Problem 1 - In the Truckee River page, write out the passage from "Reno-Sparks’ Truckee River" to "at McCarran Blvd)" again, substituting "tagging" for "graffiti".
Problem 2 - According to the Truckee River page, what plan did Dennis Ghiglieri help create with other citizens on the Community Flood Coalition?
Problem 3 - Pick up the Truckee River page after its final line and write what comes next.

Source passage -
====
Author Archives: Dennis Ghiglieri

About Dennis Ghiglieri

My concern for the Truckee River grew over the years. It started with picking up trash and supporting better water quality. I helped create the "living river"plan with other citizens on the Community Flood Coalition; a plan to reduce flood impacts to infrastructure through river restoration and protection of the floodplain. I understand how critical the Truckee River is to the environment – and economy – of our entire region. I'm hoping that through these pages we can all understand our connection to the Truckee River and why we need to protect it.

Reno-Sparks’ Truckee River Trail a treasure … but graffiti, trash, & vandalism detract

Truckee River Trail winds along the Truckee River from Ivan Sack park in Reno to Vista in Sparks (map ends at McCarran Blvd)
====
Recorded data -
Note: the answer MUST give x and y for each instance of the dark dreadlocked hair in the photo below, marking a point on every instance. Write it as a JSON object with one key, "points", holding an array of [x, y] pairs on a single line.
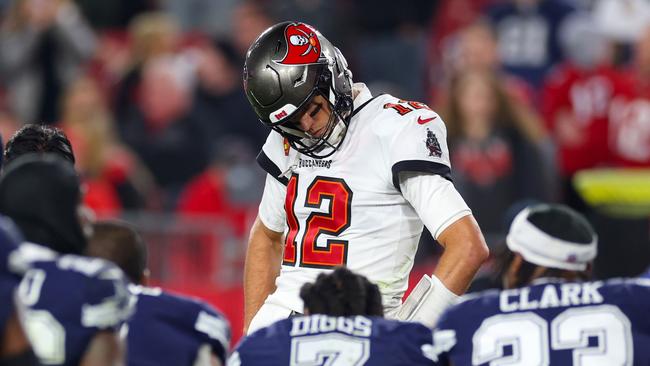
====
Exercise answer 1 -
Reno-Sparks’ Truckee River Trail a treasure … but tagging, trash, & vandalism detract

Truckee River Trail winds along the Truckee River from Ivan Sack park in Reno to Vista in Sparks (map ends at McCarran Blvd)

Exercise answer 2 - The "living river" plan.

Exercise answer 3 -
The Truckee River is a community asset – a treasure, really – for residents and visitors alike. Many of us spend weekends and as much free time we can get along its banks or in its water. For many residents and visitors the Truckee River Trail through both Reno and Sparks is the best way to spend a lunch hour or a day enjoying the river and absorbing a bit of nature running through our urban home. Truckee Meadows residents embraced the Truckee River and enabled the cities and county to create a trail that spans the valley from west to east right along the river.  Recently, river projects at Reno’s downtown Whitewater Park and Spark’s Rock Park enhance river function and provide very popular recreation for kayakers, rafters, and swimmers. A downtown amphitheater at Wingfield Park provides a venue for performances and events enjoyed by thousands. The Trail is continuous from Ivan Sack Park in Reno all the way to Vista in Sparks.

Truckee River Trail winds along the Truckee River from Ivan Sack park in Reno to Vista in Sparks (map ends at McCarran Blvd)

Truckee River Trail winds along the Truckee River from Ivan Sack park in Reno to Vista in Sparks (Click to expand; map ends at McCarran Blvd)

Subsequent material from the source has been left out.